[Information supplied]
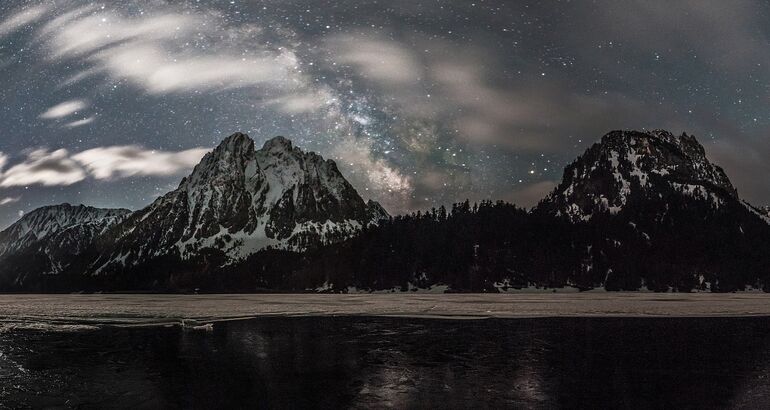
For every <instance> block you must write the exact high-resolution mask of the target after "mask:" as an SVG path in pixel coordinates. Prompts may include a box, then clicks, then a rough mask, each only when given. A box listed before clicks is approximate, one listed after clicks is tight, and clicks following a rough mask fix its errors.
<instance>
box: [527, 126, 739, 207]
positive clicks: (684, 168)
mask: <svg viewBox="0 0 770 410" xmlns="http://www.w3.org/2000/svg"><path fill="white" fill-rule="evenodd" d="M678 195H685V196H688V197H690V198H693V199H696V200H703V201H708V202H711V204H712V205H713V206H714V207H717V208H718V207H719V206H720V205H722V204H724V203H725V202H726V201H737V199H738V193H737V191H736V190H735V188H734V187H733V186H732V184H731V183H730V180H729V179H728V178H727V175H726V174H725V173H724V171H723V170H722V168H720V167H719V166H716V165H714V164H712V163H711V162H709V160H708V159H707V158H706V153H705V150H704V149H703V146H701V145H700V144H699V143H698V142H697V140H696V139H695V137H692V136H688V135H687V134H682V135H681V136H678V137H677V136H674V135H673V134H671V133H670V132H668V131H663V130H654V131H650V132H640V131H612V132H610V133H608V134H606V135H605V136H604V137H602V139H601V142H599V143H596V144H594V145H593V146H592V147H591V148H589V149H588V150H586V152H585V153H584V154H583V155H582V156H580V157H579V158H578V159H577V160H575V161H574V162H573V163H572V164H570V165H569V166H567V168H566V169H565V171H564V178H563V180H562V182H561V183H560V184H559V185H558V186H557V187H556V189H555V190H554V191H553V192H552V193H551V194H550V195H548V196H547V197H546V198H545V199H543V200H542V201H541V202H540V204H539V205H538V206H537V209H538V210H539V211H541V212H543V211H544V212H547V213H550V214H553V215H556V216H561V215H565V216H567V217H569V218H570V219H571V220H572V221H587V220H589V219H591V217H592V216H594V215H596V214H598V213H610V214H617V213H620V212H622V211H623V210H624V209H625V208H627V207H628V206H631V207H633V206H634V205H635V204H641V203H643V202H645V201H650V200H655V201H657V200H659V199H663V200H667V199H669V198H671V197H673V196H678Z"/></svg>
[/Information supplied]
[Information supplied]
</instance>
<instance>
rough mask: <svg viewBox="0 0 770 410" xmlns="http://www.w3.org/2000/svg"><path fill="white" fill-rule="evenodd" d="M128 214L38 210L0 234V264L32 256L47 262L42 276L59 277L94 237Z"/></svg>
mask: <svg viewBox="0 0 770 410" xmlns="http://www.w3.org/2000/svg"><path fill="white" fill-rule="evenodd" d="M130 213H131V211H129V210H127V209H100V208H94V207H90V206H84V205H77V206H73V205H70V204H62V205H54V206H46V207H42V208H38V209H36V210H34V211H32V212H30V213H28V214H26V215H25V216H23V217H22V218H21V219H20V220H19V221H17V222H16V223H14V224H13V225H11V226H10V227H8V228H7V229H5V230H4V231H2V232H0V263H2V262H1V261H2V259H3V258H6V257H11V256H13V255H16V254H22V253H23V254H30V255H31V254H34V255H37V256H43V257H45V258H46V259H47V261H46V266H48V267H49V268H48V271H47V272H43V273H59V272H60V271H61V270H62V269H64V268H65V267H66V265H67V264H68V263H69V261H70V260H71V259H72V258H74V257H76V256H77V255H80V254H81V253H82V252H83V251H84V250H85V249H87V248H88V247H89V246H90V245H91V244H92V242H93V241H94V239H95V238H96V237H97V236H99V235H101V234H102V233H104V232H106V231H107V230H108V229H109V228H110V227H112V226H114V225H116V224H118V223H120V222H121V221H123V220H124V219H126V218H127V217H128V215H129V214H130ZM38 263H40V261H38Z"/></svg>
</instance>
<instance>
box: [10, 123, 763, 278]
[/Information supplied]
Using the entries above, give back exactly the line containing "For every <instance>", the line containing "box: [527, 126, 739, 207]", and every line between them, and nothing else.

**Output below**
For every <instance> block you must write the exact high-resolution mask of the target after "mask:" as an SVG path in pixel coordinates. Prompts may include a box, then clicks, then a rough mask, each only when given. A box listed before clicks is approximate, one listed after clicks is tight, and clicks following a rough mask fix its errors.
<instance>
box: [527, 126, 739, 207]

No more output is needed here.